→ PROBLEM STATEMENT:
Strip out the pictures and output each remaining line of the data word for word.

Stored data entries
--
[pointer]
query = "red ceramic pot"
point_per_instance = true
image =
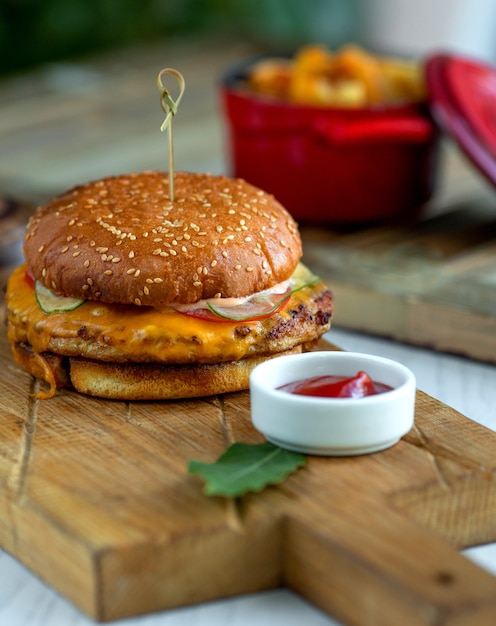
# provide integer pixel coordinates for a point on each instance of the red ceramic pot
(330, 165)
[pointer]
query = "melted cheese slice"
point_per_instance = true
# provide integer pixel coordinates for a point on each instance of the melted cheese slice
(123, 333)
--
→ TASK SOLUTION:
[pointer]
query = "red ceramic pot"
point_per_instance = true
image =
# provide integer pixel coordinates for a point on each instance of the red ceramic pot
(330, 165)
[pointer]
query = "melted cheese slice"
point_per_instance = true
# provide integer pixel coordinates for a point on each instance of the melted cheese slice
(123, 333)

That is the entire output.